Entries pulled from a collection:
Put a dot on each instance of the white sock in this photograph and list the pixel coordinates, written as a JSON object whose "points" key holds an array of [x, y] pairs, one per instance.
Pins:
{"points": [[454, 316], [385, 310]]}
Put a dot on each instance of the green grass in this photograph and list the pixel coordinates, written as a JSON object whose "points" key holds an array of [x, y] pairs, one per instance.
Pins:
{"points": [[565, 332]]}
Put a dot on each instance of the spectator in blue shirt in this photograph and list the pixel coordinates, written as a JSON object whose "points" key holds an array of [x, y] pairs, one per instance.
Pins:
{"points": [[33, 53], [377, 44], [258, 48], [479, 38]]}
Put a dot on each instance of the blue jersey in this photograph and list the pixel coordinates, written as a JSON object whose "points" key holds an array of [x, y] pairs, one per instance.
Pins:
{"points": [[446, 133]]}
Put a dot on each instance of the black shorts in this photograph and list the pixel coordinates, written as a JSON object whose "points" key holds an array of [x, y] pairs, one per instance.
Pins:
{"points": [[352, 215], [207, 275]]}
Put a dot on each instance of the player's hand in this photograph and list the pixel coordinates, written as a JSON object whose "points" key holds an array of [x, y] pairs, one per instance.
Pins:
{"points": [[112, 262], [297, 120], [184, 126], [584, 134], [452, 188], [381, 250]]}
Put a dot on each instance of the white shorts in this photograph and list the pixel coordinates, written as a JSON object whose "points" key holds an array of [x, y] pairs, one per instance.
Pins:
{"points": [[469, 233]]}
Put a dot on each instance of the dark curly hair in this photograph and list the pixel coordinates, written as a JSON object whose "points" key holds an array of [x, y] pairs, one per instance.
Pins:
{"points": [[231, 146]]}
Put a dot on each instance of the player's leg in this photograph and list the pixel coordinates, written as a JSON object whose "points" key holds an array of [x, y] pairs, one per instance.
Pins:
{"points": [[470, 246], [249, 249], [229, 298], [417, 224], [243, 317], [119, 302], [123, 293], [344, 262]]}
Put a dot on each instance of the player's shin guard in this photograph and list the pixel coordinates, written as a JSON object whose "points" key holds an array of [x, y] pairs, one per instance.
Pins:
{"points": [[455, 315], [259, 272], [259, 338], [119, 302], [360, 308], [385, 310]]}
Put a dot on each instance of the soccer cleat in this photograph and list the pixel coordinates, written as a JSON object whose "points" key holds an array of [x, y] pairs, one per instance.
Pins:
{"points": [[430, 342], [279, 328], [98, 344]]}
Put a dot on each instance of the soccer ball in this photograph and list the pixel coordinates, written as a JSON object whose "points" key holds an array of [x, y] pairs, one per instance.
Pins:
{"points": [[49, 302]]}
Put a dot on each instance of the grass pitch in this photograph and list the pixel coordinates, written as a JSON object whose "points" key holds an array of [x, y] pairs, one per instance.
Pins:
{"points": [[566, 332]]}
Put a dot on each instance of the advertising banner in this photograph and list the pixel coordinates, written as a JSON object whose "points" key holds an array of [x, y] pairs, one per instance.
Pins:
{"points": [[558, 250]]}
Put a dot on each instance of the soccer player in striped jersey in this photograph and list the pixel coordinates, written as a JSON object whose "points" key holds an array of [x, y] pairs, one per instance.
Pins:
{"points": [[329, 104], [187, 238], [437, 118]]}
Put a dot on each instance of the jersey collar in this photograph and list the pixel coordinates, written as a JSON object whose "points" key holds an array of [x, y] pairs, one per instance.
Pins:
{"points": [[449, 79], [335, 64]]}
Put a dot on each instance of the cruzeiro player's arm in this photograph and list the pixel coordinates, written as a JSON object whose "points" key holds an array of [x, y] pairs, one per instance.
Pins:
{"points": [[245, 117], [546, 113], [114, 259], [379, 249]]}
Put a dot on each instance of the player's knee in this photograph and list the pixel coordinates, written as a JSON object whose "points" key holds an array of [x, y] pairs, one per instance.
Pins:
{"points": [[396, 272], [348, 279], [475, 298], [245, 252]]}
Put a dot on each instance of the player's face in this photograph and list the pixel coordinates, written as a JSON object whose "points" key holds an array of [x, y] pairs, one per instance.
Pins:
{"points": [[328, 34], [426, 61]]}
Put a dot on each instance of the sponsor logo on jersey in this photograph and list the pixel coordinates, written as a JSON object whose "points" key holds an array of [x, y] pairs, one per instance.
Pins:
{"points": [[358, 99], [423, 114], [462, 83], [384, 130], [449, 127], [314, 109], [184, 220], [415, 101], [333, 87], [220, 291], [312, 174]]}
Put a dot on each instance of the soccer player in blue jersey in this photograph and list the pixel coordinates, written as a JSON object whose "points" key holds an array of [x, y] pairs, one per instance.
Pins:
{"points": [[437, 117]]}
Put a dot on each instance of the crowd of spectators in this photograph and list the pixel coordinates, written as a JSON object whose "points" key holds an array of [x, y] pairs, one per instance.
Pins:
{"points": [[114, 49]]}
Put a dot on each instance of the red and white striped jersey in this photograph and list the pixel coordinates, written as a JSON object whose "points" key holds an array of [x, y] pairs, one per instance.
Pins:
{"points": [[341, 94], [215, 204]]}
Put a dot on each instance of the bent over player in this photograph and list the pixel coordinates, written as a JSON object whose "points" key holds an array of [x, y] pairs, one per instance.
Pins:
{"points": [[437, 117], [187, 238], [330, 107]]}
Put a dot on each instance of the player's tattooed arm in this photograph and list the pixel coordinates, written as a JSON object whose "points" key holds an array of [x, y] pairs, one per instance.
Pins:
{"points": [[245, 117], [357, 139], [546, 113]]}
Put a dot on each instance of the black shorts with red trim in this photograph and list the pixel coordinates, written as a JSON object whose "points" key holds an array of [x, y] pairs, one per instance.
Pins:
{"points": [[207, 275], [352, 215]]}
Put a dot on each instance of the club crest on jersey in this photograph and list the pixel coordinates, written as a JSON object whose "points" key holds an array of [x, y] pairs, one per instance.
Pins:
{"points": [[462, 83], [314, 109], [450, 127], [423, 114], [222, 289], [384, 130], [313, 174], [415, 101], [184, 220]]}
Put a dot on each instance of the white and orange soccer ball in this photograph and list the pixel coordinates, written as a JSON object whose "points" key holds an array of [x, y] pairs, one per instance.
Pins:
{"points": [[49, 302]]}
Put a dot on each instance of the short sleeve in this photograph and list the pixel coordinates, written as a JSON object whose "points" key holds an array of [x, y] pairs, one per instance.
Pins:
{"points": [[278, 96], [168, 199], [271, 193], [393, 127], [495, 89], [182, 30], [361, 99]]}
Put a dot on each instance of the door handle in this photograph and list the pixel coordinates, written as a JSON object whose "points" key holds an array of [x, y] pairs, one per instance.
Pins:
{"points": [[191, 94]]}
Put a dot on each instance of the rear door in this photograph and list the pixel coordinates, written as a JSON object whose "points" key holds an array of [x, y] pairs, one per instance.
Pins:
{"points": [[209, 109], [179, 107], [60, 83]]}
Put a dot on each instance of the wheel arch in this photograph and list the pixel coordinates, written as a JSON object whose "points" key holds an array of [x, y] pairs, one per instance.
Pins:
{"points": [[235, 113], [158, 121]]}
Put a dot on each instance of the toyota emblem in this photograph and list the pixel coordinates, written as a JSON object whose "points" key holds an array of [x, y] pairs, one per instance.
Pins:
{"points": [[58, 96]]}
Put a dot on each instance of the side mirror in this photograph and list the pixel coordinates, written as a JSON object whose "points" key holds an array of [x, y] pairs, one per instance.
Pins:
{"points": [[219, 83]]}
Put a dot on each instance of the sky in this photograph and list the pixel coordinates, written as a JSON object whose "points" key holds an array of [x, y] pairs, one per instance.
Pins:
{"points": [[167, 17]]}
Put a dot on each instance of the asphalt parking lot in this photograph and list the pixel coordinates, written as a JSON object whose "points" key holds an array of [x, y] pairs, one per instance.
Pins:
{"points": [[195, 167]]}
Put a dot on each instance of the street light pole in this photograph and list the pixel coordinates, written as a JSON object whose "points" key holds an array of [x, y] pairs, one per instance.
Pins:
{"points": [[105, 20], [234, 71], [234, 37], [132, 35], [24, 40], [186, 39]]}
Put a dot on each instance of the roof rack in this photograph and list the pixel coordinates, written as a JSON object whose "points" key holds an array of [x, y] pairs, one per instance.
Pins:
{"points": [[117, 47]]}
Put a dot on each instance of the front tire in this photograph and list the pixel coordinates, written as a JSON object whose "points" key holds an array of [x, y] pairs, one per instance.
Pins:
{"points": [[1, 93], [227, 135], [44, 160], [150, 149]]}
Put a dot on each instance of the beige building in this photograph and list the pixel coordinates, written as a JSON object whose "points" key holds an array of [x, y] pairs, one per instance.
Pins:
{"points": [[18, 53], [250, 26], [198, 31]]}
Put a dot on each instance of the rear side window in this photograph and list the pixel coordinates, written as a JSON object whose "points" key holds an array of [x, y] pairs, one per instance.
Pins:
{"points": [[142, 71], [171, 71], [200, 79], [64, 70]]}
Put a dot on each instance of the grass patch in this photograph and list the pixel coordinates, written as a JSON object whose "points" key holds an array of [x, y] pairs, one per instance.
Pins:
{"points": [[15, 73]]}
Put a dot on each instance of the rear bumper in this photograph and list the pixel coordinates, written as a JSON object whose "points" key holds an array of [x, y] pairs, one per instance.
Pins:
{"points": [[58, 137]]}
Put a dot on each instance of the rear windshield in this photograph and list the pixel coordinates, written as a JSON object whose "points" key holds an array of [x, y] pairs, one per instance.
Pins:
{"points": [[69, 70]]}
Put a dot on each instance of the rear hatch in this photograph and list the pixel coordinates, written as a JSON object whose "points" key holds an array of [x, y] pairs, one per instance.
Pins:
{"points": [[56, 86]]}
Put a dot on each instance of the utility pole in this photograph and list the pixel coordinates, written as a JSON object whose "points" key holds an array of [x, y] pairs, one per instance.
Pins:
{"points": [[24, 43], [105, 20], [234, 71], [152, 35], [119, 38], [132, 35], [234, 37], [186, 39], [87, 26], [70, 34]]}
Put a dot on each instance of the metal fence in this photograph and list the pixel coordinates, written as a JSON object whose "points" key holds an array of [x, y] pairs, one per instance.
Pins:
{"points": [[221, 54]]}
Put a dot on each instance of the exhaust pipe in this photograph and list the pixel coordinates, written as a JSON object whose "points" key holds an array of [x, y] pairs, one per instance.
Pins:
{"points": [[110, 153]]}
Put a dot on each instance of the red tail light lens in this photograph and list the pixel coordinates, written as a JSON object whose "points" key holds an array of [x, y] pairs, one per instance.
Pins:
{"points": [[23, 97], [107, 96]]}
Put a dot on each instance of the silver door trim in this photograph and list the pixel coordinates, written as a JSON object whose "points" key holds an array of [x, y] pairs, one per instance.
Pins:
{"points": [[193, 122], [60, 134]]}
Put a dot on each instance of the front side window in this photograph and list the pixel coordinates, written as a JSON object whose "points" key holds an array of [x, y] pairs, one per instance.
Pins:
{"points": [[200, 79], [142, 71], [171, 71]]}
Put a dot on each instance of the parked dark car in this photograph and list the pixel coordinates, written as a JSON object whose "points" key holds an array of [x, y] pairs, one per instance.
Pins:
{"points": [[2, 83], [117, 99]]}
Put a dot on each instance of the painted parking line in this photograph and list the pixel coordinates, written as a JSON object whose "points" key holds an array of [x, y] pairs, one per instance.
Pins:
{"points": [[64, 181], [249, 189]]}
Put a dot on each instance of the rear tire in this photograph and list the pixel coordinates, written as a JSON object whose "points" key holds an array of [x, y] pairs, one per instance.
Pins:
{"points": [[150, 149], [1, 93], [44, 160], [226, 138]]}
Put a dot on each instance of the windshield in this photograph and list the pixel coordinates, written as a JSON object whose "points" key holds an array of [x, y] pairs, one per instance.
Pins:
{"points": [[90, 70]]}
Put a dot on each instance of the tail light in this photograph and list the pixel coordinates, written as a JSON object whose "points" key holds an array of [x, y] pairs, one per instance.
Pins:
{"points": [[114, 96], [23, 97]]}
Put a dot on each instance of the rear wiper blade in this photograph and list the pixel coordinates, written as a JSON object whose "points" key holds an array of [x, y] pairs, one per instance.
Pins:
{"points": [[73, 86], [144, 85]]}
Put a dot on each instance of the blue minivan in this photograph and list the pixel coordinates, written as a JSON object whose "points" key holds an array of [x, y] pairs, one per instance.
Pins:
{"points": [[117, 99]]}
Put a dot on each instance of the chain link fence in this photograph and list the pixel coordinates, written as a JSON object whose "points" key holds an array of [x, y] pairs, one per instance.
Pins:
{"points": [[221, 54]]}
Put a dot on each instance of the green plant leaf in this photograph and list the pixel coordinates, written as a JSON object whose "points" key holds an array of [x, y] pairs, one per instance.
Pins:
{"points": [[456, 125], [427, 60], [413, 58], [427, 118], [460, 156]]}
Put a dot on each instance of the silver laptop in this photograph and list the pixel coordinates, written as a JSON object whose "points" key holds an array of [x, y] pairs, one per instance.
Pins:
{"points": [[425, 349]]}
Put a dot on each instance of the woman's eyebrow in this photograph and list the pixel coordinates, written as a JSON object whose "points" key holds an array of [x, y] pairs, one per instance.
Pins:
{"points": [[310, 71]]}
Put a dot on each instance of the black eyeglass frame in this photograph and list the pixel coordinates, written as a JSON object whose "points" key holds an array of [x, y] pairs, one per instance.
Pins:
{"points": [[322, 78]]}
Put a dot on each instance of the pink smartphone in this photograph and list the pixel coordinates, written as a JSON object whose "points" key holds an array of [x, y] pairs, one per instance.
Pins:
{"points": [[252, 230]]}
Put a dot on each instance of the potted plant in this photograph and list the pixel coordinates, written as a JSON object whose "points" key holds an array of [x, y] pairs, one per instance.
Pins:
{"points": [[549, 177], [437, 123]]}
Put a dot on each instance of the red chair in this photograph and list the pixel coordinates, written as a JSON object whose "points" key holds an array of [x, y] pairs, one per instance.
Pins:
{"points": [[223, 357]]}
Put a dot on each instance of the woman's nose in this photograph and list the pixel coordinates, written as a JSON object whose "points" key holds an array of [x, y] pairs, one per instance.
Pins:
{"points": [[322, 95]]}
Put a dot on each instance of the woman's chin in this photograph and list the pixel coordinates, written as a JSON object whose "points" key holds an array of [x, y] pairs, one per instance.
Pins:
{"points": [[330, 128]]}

=== WHAT IS ASKED ===
Rewrite the entries from the line with "Put a dot on each instance of the woman's chin" through the last line, replacing "Pins" with "Markers" and changing nothing else. Give only those lines.

=== OUTPUT OF THE TASK ===
Put a dot on each instance of the woman's chin in this photograph and list the pixel coordinates, written as a JSON object whose "points" key holds an array of [x, y] pairs, one per instance.
Markers:
{"points": [[330, 128]]}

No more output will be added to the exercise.